Given data –
Content starts
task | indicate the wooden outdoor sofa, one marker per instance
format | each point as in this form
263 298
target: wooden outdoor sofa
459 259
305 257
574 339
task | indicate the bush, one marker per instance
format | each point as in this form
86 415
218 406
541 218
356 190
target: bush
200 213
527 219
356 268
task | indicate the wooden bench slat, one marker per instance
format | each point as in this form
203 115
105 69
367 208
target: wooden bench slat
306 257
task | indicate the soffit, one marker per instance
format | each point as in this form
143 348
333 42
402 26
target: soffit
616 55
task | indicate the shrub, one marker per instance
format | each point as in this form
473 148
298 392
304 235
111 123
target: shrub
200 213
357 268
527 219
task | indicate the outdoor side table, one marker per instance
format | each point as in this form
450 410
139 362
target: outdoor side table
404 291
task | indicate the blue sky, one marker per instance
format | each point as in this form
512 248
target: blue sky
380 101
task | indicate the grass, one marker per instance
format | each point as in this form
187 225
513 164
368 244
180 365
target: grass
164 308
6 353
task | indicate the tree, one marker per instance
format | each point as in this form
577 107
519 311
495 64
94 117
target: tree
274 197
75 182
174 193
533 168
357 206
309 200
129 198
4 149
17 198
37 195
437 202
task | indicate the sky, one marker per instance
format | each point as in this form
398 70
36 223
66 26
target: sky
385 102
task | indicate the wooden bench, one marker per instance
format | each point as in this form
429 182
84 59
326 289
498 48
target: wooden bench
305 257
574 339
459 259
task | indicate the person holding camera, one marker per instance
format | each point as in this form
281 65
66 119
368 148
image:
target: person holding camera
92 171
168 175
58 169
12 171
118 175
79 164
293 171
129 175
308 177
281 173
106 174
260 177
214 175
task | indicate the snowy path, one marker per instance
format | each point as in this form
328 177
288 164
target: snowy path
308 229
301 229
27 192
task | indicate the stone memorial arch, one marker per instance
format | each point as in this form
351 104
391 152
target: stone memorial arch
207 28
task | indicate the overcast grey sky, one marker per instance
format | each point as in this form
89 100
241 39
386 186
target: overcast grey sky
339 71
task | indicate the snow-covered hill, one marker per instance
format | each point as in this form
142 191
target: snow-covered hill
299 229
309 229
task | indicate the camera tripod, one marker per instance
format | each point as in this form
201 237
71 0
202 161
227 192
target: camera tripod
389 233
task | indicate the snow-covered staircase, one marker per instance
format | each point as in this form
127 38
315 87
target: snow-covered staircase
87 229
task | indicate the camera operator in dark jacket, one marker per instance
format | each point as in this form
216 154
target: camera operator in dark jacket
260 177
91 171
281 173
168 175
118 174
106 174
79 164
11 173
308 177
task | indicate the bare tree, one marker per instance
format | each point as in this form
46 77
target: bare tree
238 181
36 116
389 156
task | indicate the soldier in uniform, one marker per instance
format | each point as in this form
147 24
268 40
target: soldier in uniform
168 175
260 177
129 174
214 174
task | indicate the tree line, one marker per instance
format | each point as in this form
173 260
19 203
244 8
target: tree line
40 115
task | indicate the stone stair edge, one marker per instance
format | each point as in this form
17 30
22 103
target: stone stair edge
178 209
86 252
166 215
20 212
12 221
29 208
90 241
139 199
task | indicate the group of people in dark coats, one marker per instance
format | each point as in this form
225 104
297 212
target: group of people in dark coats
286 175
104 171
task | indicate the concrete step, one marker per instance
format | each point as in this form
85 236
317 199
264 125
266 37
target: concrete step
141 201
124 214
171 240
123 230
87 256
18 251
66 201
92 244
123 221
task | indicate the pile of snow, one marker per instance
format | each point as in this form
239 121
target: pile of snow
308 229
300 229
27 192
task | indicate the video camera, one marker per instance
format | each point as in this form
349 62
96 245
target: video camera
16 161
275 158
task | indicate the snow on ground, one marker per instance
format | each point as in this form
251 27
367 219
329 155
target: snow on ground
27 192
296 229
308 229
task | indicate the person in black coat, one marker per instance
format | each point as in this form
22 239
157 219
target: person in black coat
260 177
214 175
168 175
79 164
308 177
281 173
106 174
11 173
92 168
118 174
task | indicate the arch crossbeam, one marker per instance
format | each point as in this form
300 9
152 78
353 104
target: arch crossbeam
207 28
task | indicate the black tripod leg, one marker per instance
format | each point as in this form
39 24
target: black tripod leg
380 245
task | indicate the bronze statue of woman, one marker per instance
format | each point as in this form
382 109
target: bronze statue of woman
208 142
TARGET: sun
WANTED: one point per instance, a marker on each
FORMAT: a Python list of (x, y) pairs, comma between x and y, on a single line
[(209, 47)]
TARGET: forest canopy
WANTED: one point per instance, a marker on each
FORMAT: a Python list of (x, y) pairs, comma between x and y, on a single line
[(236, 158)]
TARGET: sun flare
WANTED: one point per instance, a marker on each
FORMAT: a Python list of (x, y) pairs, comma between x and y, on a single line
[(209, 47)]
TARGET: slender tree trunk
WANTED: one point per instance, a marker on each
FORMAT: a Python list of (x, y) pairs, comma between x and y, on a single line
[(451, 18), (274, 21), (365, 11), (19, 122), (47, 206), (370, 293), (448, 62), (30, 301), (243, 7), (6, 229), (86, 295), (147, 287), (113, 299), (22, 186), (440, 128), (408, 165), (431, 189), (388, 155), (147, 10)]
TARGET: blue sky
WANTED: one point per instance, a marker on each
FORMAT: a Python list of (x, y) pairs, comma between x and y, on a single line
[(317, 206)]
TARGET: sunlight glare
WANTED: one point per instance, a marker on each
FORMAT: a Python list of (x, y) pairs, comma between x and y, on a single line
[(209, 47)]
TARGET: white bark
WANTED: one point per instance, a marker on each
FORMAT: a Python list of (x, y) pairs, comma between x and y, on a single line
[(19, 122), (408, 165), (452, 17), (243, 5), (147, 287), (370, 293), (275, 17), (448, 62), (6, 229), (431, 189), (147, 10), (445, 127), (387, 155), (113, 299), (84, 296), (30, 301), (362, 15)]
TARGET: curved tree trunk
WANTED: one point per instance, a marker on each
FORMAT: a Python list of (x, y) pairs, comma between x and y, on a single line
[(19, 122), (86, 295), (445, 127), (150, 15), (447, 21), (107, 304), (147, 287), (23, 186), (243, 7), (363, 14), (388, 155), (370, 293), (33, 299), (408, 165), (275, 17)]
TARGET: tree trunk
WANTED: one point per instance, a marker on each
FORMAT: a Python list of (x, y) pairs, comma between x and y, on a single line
Content ends
Exercise directions –
Take each line of the material that contains the word "trunk" and list it.

Exercise solution –
TARGET: slender tree trunk
TARGET: curved tree trunk
TARGET: tree trunk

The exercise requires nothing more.